**EXERCISE REQUIREMENTS**
Please copy the rows below word for word, leaving out the pictures.

** START OF MATERIALS PROVIDED **

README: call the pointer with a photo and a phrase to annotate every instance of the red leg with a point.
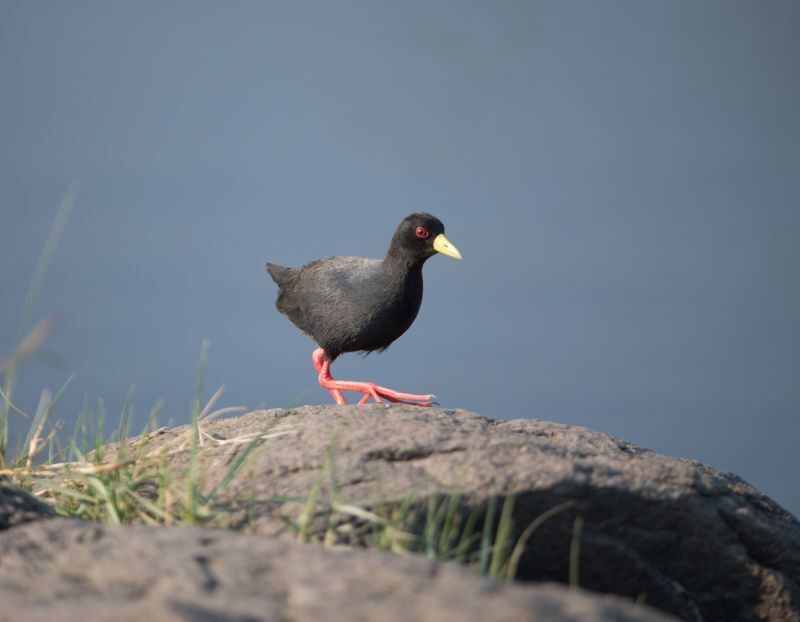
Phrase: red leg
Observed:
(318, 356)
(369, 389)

** END OF MATERIALS PROVIDED **

**CORRECT OUTPUT**
README: call the pointer with a photo and a phrase to annotate every instance of the red leg with a point.
Phrase: red leg
Observed:
(318, 356)
(369, 389)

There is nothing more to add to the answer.